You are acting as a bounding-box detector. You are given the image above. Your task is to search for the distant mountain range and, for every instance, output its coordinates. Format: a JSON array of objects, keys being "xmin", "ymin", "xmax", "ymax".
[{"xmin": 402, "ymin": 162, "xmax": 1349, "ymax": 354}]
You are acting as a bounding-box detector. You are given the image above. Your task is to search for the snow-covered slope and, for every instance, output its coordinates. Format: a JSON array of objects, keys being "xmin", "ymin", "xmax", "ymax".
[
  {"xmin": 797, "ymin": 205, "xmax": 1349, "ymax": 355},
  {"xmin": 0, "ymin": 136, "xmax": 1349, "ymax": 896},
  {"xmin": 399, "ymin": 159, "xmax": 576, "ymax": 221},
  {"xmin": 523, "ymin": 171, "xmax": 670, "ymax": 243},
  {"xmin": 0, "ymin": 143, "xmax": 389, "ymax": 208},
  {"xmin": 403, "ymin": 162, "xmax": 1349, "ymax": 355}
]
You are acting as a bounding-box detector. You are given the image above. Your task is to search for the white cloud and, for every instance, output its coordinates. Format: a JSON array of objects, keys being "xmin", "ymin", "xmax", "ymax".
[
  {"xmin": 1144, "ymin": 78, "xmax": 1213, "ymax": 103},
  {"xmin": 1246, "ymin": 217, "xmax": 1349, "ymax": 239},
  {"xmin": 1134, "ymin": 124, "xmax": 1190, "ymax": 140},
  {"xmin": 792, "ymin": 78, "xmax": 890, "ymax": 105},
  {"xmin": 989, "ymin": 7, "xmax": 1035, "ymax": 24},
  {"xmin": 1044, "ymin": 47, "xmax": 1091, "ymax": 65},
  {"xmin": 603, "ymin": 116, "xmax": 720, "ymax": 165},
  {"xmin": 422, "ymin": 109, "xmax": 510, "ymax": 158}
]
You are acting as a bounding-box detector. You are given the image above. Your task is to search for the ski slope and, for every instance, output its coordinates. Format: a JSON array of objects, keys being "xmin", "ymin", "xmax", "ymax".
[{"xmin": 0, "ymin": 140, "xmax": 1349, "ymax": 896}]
-.-.-
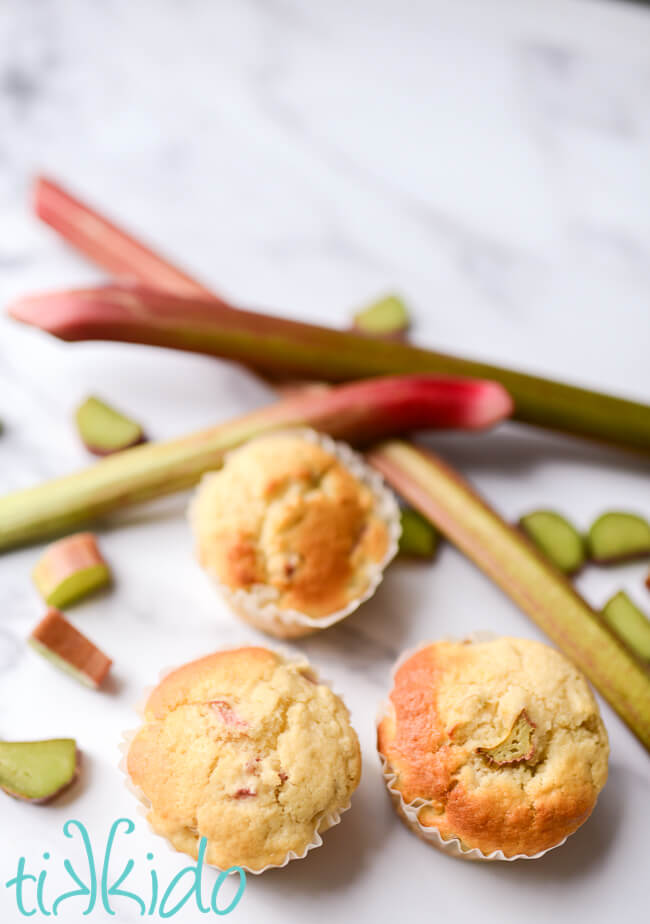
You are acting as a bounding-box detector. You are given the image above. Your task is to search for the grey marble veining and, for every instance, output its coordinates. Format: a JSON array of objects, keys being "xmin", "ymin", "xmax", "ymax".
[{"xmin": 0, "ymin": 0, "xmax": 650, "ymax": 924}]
-.-.-
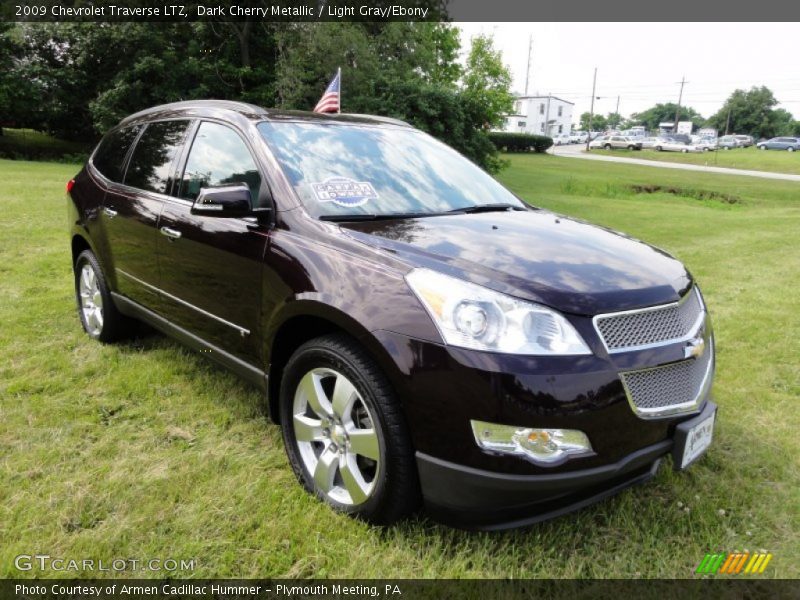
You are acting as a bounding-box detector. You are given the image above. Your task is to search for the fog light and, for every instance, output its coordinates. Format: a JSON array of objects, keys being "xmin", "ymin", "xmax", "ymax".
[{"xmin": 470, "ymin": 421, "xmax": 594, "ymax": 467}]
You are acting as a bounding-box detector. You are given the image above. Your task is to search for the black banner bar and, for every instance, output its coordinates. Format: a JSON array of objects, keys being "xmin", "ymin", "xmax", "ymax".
-.-.-
▶ SET PROBLEM: Could you set down, word for word, the lines of the records that start with the one containing "for the fog" and run through the one containing "for the black", both included?

▶ SOLUTION FOR THIS PROBLEM:
You are acting as a bounding-box detector. You are given the image above. Your task is to search for the fog light and, for every instance, output its coordinates. Format: a JSON array of objects, keys being "xmin", "ymin", "xmax", "ymax".
[{"xmin": 470, "ymin": 421, "xmax": 594, "ymax": 467}]
You are acting as a bounding-box detector. You are given the image above. Your task is to search for the black banner bar and, for every instance, output its coordinates. Format: a JSON array of objects, keys being "xmin", "ymin", "xmax", "ymax".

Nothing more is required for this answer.